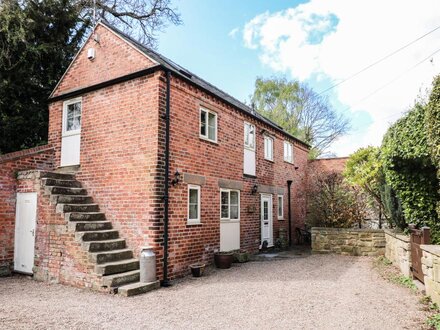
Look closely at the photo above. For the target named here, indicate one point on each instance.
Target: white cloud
(334, 39)
(233, 33)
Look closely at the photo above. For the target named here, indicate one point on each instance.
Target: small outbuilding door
(25, 221)
(71, 134)
(266, 220)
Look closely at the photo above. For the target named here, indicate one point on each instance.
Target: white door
(266, 220)
(71, 134)
(25, 221)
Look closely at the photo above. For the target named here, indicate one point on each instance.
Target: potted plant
(223, 260)
(197, 269)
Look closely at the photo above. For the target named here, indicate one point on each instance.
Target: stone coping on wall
(348, 230)
(24, 153)
(399, 235)
(433, 249)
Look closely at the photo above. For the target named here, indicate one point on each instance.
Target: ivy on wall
(410, 171)
(432, 122)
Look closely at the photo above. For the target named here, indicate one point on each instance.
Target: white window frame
(65, 132)
(206, 136)
(228, 219)
(268, 141)
(249, 147)
(198, 220)
(280, 216)
(288, 157)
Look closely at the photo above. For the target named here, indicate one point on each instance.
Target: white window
(208, 125)
(229, 204)
(72, 116)
(280, 207)
(249, 136)
(288, 152)
(193, 204)
(268, 148)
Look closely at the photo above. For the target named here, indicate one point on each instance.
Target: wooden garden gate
(418, 237)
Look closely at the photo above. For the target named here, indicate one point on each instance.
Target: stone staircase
(113, 261)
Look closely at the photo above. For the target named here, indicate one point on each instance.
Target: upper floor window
(249, 136)
(288, 152)
(229, 204)
(268, 148)
(72, 116)
(208, 125)
(193, 204)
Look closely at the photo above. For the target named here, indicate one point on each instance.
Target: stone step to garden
(99, 246)
(116, 280)
(133, 289)
(55, 175)
(90, 226)
(84, 216)
(71, 199)
(116, 267)
(65, 190)
(61, 183)
(101, 235)
(110, 256)
(65, 208)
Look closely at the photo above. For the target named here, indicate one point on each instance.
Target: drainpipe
(165, 282)
(289, 184)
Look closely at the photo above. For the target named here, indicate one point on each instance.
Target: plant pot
(223, 260)
(197, 269)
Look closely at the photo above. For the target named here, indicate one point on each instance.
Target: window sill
(193, 223)
(208, 140)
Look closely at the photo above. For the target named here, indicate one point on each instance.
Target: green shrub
(409, 169)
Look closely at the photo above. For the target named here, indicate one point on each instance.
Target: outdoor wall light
(176, 179)
(254, 189)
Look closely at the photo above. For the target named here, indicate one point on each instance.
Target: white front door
(25, 221)
(71, 134)
(266, 220)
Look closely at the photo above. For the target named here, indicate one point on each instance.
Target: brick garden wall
(354, 242)
(39, 157)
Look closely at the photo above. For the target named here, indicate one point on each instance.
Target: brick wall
(114, 58)
(224, 160)
(348, 241)
(40, 157)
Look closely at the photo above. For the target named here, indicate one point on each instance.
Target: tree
(364, 169)
(300, 111)
(38, 39)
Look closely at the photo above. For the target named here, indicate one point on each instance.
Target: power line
(392, 81)
(378, 61)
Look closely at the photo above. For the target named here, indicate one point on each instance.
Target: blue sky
(320, 42)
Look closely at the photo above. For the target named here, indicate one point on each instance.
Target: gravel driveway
(314, 292)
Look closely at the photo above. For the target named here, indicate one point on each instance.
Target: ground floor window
(229, 204)
(193, 204)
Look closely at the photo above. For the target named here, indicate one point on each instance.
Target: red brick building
(160, 158)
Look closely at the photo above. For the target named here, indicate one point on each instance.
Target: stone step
(71, 199)
(65, 208)
(90, 225)
(61, 183)
(136, 288)
(116, 267)
(55, 175)
(55, 190)
(116, 280)
(84, 216)
(102, 235)
(110, 256)
(108, 245)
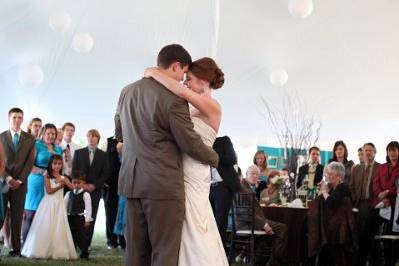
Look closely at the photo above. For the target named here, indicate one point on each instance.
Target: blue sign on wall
(276, 156)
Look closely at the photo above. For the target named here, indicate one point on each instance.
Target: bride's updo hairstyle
(206, 69)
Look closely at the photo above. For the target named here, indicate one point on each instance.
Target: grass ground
(98, 256)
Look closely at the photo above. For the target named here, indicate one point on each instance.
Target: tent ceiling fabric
(342, 59)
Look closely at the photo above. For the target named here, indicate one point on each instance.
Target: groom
(155, 127)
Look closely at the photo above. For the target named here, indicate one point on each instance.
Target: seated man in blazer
(93, 162)
(313, 169)
(275, 229)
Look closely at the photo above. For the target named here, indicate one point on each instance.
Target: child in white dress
(49, 237)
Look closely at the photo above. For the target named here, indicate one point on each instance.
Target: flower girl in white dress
(49, 236)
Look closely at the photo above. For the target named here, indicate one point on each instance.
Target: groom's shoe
(14, 253)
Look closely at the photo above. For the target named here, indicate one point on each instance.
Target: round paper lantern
(300, 8)
(30, 75)
(60, 22)
(278, 77)
(82, 43)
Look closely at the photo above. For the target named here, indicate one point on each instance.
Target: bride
(201, 244)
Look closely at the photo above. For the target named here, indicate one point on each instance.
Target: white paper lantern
(30, 75)
(278, 77)
(82, 43)
(300, 8)
(60, 22)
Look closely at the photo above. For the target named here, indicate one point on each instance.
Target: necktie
(369, 187)
(15, 141)
(91, 156)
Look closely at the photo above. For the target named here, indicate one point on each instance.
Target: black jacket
(304, 170)
(96, 172)
(227, 160)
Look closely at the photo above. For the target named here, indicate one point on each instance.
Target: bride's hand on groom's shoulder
(149, 72)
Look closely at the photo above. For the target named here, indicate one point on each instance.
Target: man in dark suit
(313, 169)
(110, 194)
(93, 162)
(361, 186)
(156, 128)
(221, 194)
(277, 230)
(19, 149)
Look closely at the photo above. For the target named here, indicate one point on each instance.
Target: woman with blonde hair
(260, 160)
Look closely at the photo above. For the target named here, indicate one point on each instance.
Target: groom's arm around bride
(156, 128)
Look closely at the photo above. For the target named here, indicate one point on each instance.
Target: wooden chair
(244, 239)
(380, 239)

▶ [Description of the task] Skip the images and write out the rest of the listing exactly.

▶ [Task result]
Look closely at the photo above. For the target named here, indicate one point on each instance.
Target: white cloud
(334, 39)
(233, 33)
Look closely at the photo above. For the target named here, indicate one point on each instance.
Target: small outbuilding door
(25, 221)
(71, 134)
(266, 220)
Look closely at the photo above. For the target named here, indicate one point on each instance.
Target: white door
(266, 220)
(71, 134)
(25, 221)
Look closely at the photo above. For the target named here, indicate one point on each instance.
Target: potted plant
(223, 260)
(197, 269)
Look closely at the photo above. For the target named here, indicate one point on each instance.
Target: stone coping on wall
(348, 230)
(24, 153)
(399, 235)
(433, 249)
Look closely at the photo above. For the target named here, indicate one point on each instance.
Target: ivy on wall
(410, 171)
(432, 122)
Look closely at the photo above. For the target named here, indicate one point on each instance.
Target: white window frame
(65, 132)
(206, 136)
(228, 219)
(268, 141)
(249, 147)
(198, 220)
(280, 216)
(288, 157)
Look closely at the photo above. For the target named here, indicate one point on each instance.
Target: white window
(208, 125)
(229, 204)
(72, 116)
(280, 207)
(249, 136)
(288, 152)
(193, 204)
(268, 148)
Look closely at the photo above. For the target named here, indicate one point on each instance.
Target: wooden garden gate
(418, 237)
Look closely at the photo above. For the target named here, indicate one point on each instance.
Target: stone staircase
(113, 261)
Look closely at the photo above. For the target named here, indicate one point on each instance.
Target: upper floor window
(249, 136)
(288, 152)
(229, 204)
(268, 148)
(72, 116)
(208, 125)
(193, 204)
Look closely at the photo above. For the target named here, indicate one point on each instance.
Target: stone step to garden
(99, 246)
(116, 280)
(133, 289)
(55, 175)
(90, 226)
(84, 216)
(71, 199)
(116, 267)
(65, 190)
(61, 183)
(101, 235)
(110, 256)
(65, 208)
Look closely at the photo above. For the target named here, indicate one point on each instance.
Target: drainpipe
(165, 282)
(289, 184)
Look closely at the photo above. For the target named here, indicate one point on each instance.
Target: plant pot
(223, 260)
(197, 269)
Look closely at the photo above. For the target named here, indicate one point on each instance.
Target: window sill
(193, 223)
(208, 140)
Look closely at the photo above. For the target named here, indicate one point on each instance.
Target: green shrub
(409, 169)
Look closely at the photo above. For the target named here, indicate one point on each instance.
Target: outdoor wall light
(176, 179)
(254, 189)
Look closely at the photo above. For the target named here, indicate one point on each instance.
Target: white front door
(25, 221)
(71, 134)
(266, 220)
Look closely at the photo above. For the target named here, indicate one point on each instance.
Target: brick garden wall
(354, 242)
(39, 157)
Look closely at the photo above. For the target named here, indicate one point on each instance.
Target: brick wall
(114, 58)
(224, 160)
(348, 241)
(40, 157)
Look closely at the photo above. For the target named here, indicate one point on each instance.
Target: tree
(364, 169)
(300, 111)
(38, 39)
Look closely at the photo above. For the target named here, indicate one point on each instance.
Target: power line
(392, 81)
(378, 61)
Look closely at the photo above. For the target named here, indicate one point on each instance.
Target: blue sky
(320, 42)
Look closely at the photo above. For the target named here, indicate one point on each instance.
Target: gravel driveway
(314, 292)
Look closely at the photo above. For the target named here, indicate one point on each instance.
Target: ground floor window
(229, 204)
(193, 204)
Look closely at the photo above. For the target named here, indicate one point on each instance.
Target: red brick building
(160, 158)
Look closely at the photo above. For the target named here, indicate one point on each instance.
Target: stone step
(71, 199)
(65, 208)
(90, 225)
(61, 183)
(136, 288)
(116, 267)
(55, 175)
(55, 190)
(116, 280)
(84, 216)
(102, 235)
(110, 256)
(108, 245)
Look closely at the photo above. For the target named here, indicate one point on each instance.
Target: blue sign on wall
(276, 156)
Look closely at the photo above. For the target named here, indicate one point on each instance.
Target: bride's updo hairstyle
(206, 69)
Look closely at the photo above. For the target named here, indicate one point on each instance.
Target: grass ground
(98, 256)
Look closely at the photo above. For the target named here, indicate one point on each instance.
Target: tent ceiling fabric
(342, 59)
Look closely at the photo above. For the target named here, indicate one point on each instance.
Target: groom
(155, 127)
Look closely at the photo above. For the target named here, indicate one point on each instance.
Target: seated man in blazer
(93, 162)
(313, 169)
(275, 229)
Look closely at the photo above. For the target named here, indicate one point on each instance.
Target: child in white dress
(49, 237)
Look closely at the photo above. For the target named here, indicate one point on each instance.
Target: flower girl in white dress
(49, 236)
Look closely at the photo above. For the target named here, indicate one point on each instance.
Target: groom's shoe
(14, 253)
Look closely at the photo above. For the target named here, indicate one point on each instance.
Target: round paper lantern
(300, 8)
(30, 75)
(60, 22)
(278, 77)
(82, 43)
Look closely at the photo above. For the target named here, indicate one point on each instance.
Target: bride
(201, 244)
Look closely at the photo above. For the target named here, indicate one point on each instance.
Target: white paper lantern
(30, 75)
(278, 77)
(82, 43)
(300, 8)
(60, 22)
Look closely at the photo above. For the target named here, indicate one point on each instance.
Target: necktie
(369, 187)
(15, 141)
(91, 156)
Look closely at the photo above. For the target named here, indicate one point on each instance.
Target: black jacket
(304, 170)
(96, 172)
(227, 160)
Look closely at the photo above. For the target named here, indicate one point on each instance.
Target: bride's hand on groom's shoulder
(149, 72)
Look closely at the photo above. For the target named here, indicate one point on each instance.
Target: man in dark suit
(313, 169)
(110, 194)
(93, 162)
(361, 186)
(156, 128)
(221, 194)
(277, 230)
(19, 149)
Look closely at the photo above. For the target named here, indicate one point on each instance.
Target: woman with blonde hair
(260, 160)
Look closely at the photo above. For the target named here, indicate one point on each instance.
Target: groom's arm around bride
(156, 128)
Look closely at the photo above. For the target named here, indicate one point on each instance.
Target: wooden chair
(244, 239)
(380, 239)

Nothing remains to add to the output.